About this exercise
Answer with one number: the count of lines in the listing below that hold the word "Format".

============================================================

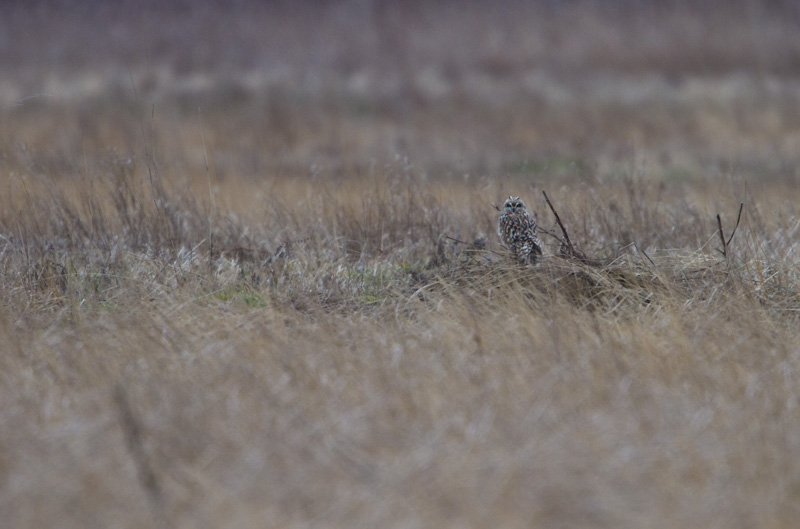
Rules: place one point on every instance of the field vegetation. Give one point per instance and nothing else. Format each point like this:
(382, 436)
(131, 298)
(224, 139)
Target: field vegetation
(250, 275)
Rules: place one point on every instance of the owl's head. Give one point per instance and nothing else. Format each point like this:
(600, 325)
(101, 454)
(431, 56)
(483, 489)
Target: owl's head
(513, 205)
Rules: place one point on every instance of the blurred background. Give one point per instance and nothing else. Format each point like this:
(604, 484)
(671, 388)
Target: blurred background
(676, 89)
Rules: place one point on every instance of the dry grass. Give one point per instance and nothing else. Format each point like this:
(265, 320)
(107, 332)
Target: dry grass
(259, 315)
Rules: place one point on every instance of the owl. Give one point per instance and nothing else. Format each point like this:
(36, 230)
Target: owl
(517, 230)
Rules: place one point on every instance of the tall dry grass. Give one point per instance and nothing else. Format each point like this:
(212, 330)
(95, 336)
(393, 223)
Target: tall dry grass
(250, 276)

============================================================

Task response
6